**What you should do:**
Starting at the line with "shoe shown in the photo above.", transcribe each line through the final one, both included, and add nothing.

**Items from a dataset:**

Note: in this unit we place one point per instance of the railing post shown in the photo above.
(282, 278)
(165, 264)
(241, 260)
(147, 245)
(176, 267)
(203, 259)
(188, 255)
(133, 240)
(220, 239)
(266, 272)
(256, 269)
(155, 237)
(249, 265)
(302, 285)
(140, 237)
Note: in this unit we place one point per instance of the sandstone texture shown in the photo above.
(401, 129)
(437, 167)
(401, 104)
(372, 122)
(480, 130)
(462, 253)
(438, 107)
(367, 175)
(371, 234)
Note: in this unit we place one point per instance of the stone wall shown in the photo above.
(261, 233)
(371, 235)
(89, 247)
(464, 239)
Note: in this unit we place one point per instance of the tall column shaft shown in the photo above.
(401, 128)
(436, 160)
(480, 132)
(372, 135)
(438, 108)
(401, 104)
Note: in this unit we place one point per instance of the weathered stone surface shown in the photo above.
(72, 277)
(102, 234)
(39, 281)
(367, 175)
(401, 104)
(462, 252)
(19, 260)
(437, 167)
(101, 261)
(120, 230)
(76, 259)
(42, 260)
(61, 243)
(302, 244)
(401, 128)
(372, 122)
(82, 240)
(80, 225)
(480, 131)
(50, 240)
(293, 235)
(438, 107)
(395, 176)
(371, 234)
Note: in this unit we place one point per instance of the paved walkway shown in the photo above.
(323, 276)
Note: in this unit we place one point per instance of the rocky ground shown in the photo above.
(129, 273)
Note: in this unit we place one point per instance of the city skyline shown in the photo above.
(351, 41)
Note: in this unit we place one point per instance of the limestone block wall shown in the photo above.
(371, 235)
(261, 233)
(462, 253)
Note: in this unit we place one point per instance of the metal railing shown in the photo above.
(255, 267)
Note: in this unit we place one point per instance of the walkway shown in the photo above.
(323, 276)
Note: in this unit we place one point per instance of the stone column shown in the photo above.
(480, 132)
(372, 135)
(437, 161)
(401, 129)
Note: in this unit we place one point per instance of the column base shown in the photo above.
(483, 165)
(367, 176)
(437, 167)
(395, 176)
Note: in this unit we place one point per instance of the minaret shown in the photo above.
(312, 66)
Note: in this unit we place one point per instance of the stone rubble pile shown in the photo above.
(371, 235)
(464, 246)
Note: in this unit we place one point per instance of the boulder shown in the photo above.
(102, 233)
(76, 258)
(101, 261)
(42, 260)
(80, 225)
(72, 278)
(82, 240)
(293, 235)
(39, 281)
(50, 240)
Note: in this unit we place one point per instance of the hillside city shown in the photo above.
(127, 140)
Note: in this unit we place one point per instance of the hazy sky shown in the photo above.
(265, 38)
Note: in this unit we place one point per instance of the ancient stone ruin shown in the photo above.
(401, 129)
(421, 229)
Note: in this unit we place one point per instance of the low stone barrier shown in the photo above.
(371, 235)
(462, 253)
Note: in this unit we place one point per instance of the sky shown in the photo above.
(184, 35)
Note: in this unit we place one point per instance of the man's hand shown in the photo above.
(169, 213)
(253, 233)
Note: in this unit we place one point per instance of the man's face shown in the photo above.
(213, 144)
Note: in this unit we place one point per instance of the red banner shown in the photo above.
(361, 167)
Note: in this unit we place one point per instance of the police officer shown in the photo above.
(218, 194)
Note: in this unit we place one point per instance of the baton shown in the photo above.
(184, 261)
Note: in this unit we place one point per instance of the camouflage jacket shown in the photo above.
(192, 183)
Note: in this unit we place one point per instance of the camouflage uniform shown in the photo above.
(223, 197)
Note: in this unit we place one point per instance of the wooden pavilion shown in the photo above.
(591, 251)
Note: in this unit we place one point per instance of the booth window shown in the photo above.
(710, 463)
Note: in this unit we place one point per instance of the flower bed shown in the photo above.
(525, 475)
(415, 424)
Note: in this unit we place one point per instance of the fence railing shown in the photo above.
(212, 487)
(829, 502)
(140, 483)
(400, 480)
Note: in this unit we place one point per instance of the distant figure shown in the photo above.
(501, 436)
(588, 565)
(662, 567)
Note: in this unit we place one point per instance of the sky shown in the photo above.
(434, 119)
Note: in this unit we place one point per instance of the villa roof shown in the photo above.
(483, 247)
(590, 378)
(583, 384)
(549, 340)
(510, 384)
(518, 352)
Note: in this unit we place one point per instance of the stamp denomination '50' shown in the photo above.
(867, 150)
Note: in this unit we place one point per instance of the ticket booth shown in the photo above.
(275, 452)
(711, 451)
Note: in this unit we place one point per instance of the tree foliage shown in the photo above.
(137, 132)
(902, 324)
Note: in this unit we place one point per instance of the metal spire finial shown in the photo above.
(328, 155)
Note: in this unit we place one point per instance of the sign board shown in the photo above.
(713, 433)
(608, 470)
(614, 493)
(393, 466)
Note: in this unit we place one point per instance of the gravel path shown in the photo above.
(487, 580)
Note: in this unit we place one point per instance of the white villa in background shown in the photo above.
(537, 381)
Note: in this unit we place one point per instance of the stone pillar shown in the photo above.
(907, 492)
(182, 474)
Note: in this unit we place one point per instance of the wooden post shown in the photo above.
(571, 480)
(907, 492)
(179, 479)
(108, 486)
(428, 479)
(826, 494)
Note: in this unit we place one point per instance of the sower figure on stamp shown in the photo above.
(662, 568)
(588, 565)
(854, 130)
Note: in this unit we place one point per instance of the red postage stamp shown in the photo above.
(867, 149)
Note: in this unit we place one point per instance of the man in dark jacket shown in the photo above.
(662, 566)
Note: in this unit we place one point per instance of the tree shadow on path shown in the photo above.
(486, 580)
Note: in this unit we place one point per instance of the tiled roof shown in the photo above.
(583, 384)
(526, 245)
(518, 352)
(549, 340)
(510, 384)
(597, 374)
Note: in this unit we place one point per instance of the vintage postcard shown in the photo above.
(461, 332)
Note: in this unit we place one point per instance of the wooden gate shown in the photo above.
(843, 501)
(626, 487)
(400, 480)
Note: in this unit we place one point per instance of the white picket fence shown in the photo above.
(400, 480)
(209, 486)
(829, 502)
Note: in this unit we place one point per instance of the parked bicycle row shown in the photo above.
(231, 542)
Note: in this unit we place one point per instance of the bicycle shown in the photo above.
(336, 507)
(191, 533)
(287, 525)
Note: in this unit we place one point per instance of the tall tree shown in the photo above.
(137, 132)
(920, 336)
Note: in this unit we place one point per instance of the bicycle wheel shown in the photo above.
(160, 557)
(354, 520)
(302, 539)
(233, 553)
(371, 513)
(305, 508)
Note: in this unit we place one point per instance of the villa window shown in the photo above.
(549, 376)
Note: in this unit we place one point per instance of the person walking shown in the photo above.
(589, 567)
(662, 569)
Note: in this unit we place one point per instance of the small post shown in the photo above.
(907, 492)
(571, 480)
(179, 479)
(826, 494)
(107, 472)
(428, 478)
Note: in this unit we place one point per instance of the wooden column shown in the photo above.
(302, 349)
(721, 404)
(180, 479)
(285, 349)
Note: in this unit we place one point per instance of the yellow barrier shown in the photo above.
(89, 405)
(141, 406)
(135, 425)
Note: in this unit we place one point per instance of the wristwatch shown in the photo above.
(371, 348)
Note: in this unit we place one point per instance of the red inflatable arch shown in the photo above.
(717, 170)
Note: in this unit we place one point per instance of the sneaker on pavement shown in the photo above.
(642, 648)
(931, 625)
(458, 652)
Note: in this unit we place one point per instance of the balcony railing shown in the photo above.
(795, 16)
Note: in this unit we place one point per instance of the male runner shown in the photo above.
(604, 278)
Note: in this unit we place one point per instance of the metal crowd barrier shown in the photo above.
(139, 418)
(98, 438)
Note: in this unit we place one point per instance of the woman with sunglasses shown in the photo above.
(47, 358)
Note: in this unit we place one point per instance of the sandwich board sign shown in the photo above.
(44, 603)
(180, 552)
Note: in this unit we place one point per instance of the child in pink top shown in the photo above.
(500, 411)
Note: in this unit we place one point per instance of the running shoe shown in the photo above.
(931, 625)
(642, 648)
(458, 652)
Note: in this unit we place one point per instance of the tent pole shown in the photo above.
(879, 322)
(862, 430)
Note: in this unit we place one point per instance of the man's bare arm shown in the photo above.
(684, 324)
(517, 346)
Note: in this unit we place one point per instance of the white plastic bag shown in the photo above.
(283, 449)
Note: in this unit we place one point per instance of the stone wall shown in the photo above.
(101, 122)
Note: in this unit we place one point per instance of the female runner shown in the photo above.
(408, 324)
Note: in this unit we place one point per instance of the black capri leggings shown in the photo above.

**Result:**
Note: in this unit we place one point per instance of the running shoe shown in the photo above.
(931, 625)
(642, 648)
(458, 652)
Note: in this unit we place one point per instance of the tent pole shown in the photo above.
(879, 322)
(862, 430)
Note: in this unit we place one point per instance of the man's bare arm shown in the photo above.
(684, 324)
(517, 346)
Note: in this unit we place one point per instance of the white plastic bag shown in the photo above.
(283, 449)
Note: in this unit we place one point per instance of the stone wall shown in the photo above.
(101, 122)
Note: in this unit we place one point per instance of the female runner shown in the photo above.
(408, 324)
Note: in this unit we place one point per instance of the black capri leggings shown in the photo above.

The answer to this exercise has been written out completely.